WORK INSTRUCTIONS> Replace "keypoint" with "landmark" in the span of records that opens with the line containing "Tag the great" and closes with the line containing "Tag the reflection". Return only those lines, otherwise unchanged.

SUPPLIED ENTRIES>

● ● ● ● ● ● ●

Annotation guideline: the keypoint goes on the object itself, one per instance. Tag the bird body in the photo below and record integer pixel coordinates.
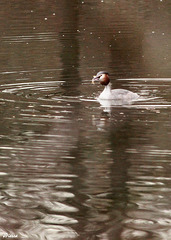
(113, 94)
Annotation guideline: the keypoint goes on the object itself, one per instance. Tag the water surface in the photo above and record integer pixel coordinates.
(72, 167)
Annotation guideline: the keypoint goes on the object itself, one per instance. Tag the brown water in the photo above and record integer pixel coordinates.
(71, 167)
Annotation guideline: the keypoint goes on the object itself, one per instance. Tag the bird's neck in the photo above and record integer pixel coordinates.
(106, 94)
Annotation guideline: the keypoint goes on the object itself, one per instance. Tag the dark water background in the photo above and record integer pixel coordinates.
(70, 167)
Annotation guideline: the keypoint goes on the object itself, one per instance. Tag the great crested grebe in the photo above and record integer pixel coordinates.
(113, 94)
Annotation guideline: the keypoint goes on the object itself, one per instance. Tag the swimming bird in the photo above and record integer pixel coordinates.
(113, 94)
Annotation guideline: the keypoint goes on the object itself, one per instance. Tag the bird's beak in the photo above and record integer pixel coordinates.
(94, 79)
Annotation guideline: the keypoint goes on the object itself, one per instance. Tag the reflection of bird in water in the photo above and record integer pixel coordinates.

● ● ● ● ● ● ●

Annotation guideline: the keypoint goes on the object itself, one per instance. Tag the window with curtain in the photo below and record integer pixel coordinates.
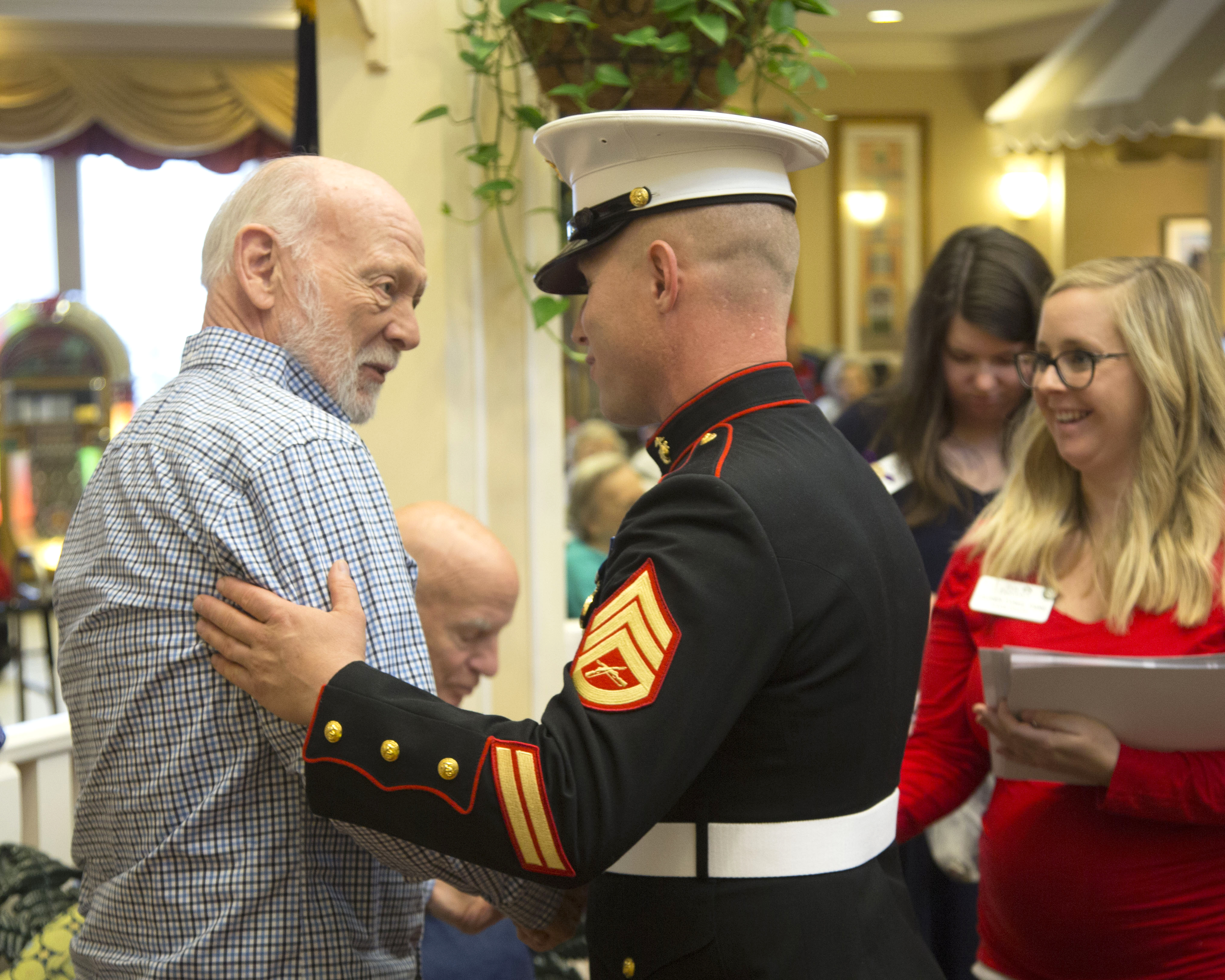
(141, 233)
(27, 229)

● ● ● ● ● ● ●

CORRECT ANSWER>
Annotation guideline: the landmark goes on the object itself, one per instance. Tag the great crested grebe in the photo above and record integer pixel coordinates.
(113, 94)
Annotation guideline: the landmark goes on the object itself, one per instance. Tag the swimming bird in the photo above and record integer pixel coordinates.
(113, 94)
Annotation guideline: the landmark goes on the object itself, one per instance. Tag the bird's beak in the photo above and record integer pixel coordinates.
(94, 79)
Annotation guideline: the landmark goes on the object itself, one per instance. Tag the reflection of bird in water in the photo above and record integer pixel coordinates.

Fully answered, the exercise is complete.